-- Begin INFORMATION GIVEN --
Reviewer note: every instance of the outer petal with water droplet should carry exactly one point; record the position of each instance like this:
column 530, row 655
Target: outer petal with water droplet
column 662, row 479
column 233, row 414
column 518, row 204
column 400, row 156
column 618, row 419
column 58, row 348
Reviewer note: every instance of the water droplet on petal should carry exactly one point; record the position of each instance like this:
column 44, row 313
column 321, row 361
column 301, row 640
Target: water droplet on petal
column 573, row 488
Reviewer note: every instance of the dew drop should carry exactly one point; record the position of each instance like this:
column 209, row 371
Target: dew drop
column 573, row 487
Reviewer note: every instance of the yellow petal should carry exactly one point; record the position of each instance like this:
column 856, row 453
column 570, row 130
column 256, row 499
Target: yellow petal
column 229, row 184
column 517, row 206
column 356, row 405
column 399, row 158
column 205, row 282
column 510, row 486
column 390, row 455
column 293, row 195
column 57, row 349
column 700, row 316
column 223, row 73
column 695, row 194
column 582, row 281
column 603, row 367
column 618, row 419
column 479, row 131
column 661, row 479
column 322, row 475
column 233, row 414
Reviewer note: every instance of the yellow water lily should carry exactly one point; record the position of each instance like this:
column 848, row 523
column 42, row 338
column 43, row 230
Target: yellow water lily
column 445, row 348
-- End INFORMATION GIVEN --
AIM —
Lay out every line of the records above as a Markdown table with two columns, Row for a running number and Line for the line itself, and leave out any blank lines.

RESPONSE FOR THIS EXERCISE —
| Row | Line |
|---|---|
| 1 | Reviewer note: every instance of the outer petal with water droplet should carry exactly one point; record the position of each instance like this: |
| 2 | column 530, row 655 |
| 3 | Target: outer petal with water droplet |
| 4 | column 662, row 479 |
| 5 | column 233, row 414 |
| 6 | column 518, row 204 |
| 7 | column 400, row 156 |
| 8 | column 618, row 419 |
| 9 | column 58, row 348 |
| 10 | Reviewer note: every instance of the water droplet on petal should carry exactly one point; record the position of each instance like this: |
| 11 | column 44, row 313 |
| 12 | column 321, row 361 |
| 13 | column 301, row 640 |
| 14 | Target: water droplet on petal |
| 15 | column 573, row 488 |
| 16 | Reviewer note: every instance of the dew drop should carry exactly one point; record the position of each instance like this: |
| 17 | column 209, row 371 |
| 18 | Target: dew drop |
| 19 | column 573, row 487 |
| 20 | Reviewer note: every instance of the yellow petal should carry exactly one point; record the position of each instance like this: |
| 21 | column 856, row 453 |
| 22 | column 570, row 130 |
| 23 | column 256, row 499 |
| 24 | Target: yellow petal |
| 25 | column 229, row 184 |
| 26 | column 517, row 206 |
| 27 | column 356, row 405 |
| 28 | column 399, row 158 |
| 29 | column 205, row 282 |
| 30 | column 510, row 486 |
| 31 | column 390, row 455 |
| 32 | column 293, row 195 |
| 33 | column 57, row 349 |
| 34 | column 700, row 316 |
| 35 | column 223, row 73 |
| 36 | column 695, row 194 |
| 37 | column 582, row 281 |
| 38 | column 603, row 367 |
| 39 | column 618, row 419 |
| 40 | column 479, row 131 |
| 41 | column 661, row 479 |
| 42 | column 322, row 475 |
| 43 | column 233, row 414 |
| 44 | Reviewer note: every instance of the yellow water lily should carry exactly one point; record the position of each instance like this: |
| 45 | column 848, row 523 |
| 46 | column 42, row 338 |
| 47 | column 43, row 230 |
| 48 | Target: yellow water lily |
| 49 | column 445, row 348 |